--- START SELECTED PASSAGE ---
2022-04-06 17:32:10

by Guenter Roeck

[permalink] [raw]
Subject: [RFC PATCH] iwlwifi: iwl-dbg: Use del_timer_sync() before freeing

In Chrome OS, a large number of crashes is observed due to corrupted timer
lists. Steven Rostedt pointed out that this usually happens when a timer
is freed while still active, and that the problem is often triggered
by code calling del_timer() instead of del_timer_sync() just before
freeing.

Steven also identified the iwlwifi driver as one of the possible culprits
since it does exactly that.

Reported-by: Steven Rostedt <[email protected]>
Cc: Steven Rostedt <[email protected]>
Cc: Shahar S Matityahu <[email protected]>
Cc: Johannes Berg <[email protected]>
Fixes: 60e8abd9d3e91 ("iwlwifi: dbg_ini: add periodic trigger new API support")
Signed-off-by: Guenter Roeck <[email protected]>
---
RFC:
Maybe there was a reason to use del_timer() instead of del_timer_sync().
Also, I am not sure if the change is sufficient since I don't see any
obvious locking that would prevent timers from being added and then
modified in iwl_dbg_tlv_set_periodic_trigs() while being removed in
iwl_dbg_tlv_del_timers().

drivers/net/wireless/intel/iwlwifi/iwl-dbg-tlv.c | 2 +-
1 file changed, 1 insertion(+), 1 deletion(-)

diff --git a/drivers/net/wireless/intel/iwlwifi/iwl-dbg-tlv.c b/drivers/net/wireless/intel/iwlwifi/iwl-dbg-tlv.c
index 866a33f49915..3237d4b528b5 100644
--- a/drivers/net/wireless/intel/iwlwifi/iwl-dbg-tlv.c
+++ b/drivers/net/wireless/intel/iwlwifi/iwl-dbg-tlv.c
@@ -371,7 +371,7 @@ void iwl_dbg_tlv_del_timers(struct iwl_trans *trans)
--- END SELECTED PASSAGE ---
--- START DATASET ENTRIES ---
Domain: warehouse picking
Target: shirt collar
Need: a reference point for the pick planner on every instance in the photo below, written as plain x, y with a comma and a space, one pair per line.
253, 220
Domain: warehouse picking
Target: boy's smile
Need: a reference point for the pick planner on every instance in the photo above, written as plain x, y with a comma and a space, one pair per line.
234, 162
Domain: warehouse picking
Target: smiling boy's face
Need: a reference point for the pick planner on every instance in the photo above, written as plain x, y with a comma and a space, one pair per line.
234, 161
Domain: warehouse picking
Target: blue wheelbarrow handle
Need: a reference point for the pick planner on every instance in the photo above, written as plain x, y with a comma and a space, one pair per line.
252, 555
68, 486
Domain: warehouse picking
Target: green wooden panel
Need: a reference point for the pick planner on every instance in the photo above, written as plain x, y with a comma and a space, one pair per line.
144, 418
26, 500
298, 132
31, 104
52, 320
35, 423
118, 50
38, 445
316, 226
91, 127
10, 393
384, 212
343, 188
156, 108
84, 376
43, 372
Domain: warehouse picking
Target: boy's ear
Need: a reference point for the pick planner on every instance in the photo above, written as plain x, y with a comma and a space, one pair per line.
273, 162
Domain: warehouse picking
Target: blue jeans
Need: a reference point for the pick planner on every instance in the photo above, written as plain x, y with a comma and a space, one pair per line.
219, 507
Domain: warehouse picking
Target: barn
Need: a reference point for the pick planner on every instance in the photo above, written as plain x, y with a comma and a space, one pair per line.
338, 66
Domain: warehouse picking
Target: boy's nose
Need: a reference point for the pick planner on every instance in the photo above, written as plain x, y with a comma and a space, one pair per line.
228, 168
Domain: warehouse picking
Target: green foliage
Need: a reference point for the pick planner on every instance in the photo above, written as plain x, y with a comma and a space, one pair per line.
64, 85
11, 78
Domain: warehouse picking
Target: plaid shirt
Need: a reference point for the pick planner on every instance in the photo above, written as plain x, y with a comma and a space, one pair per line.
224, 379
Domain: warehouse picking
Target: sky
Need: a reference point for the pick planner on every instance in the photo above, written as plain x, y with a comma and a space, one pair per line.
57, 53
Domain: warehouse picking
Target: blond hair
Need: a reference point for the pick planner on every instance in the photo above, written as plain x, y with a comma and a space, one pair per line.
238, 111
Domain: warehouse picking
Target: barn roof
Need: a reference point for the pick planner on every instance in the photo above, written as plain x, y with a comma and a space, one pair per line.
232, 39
--- END DATASET ENTRIES ---
§ **STATED EXERCISE 1**:
Answer these about the iwlwifi patch email:
(a) According to Steven Rostedt, what usually causes corrupted timer lists?
(b) Which function does the patch name as the one to use before freeing?
(c) How many insertions and deletions does the change make?
§ **STATED EXERCISE 2**: Extend the iwlwifi patch email, picking up after its final line.

§ **EXERCISE ANSWER 1**:
(a) A timer being freed while it is still active.
(b) del_timer_sync().
(c) One insertion and one deletion.

§ **EXERCISE ANSWER 2**:
struct iwl_dbg_tlv_timer_node *node, *tmp;

list_for_each_entry_safe(node, tmp, timer_list, list) {
- del_timer(&node->timer);
+ del_timer_sync(&node->timer);
list_del(&node->list);
kfree(node);
}
--
2.35.1


2022-04-07 21:29:53

by Guenter Roeck

[permalink] [raw]
Subject: Re: [RFC PATCH] iwlwifi: iwl-dbg: Use del_timer_sync() before freeing

Hi,

On 4/6/22 08:34, Guenter Roeck wrote:
> In Chrome OS, a large number of crashes is observed due to corrupted timer
> lists. Steven Rostedt pointed out that this usually happens when a timer
> is freed while still active, and that the problem is often triggered
> by code calling del_timer() instead of del_timer_sync() just before
> freeing.
>
> Steven also identified the iwlwifi driver as one of the possible culprits
> since it does exactly that.
>
> Reported-by: Steven Rostedt <[email protected]>
> Cc: Steven Rostedt <[email protected]>
> Cc: Shahar S Matityahu <[email protected]>
> Cc: Johannes Berg <[email protected]>
> Fixes: 60e8abd9d3e91 ("iwlwifi: dbg_ini: add periodic trigger new API support")
> Signed-off-by: Guenter Roeck <[email protected]>
> ---
> RFC:
> Maybe there was a reason to use del_timer() instead of del_timer_sync().
> Also, I am not sure if the change is sufficient since I don't see any
> obvious locking that would prevent timers from being added and then
> modified in iwl_dbg_tlv_set_periodic_trigs() while being removed in
> iwl_dbg_tlv_del_timers().
>

I prepared a new version of this patch, introducing a mutex to protect changes
to periodic_trig_list. I'd like to get some feedback before sending it out,
though, so I'll wait until next week before sending it.

If you have any feedback/thoughts/comments, please let me know.

Thanks,
Guenter

> drivers/net/wireless/intel/iwlwifi/iwl-dbg-tlv.c | 2 +-
> 1 file changed, 1 insertion(+), 1 deletion(-)
>
> diff --git a/drivers/net/wireless/intel/iwlwifi/iwl-dbg-tlv.c b/drivers/net/wireless/intel/iwlwifi/iwl-dbg-tlv.c
> index 866a33f49915..3237d4b528b5 100644
> --- a/drivers/net/wireless/intel/iwlwifi/iwl-dbg-tlv.c
> +++ b/drivers/net/wireless/intel/iwlwifi/iwl-dbg-tlv.c
> @@ -371,7 +371,7 @@ void iwl_dbg_tlv_del_timers(struct iwl_trans *trans)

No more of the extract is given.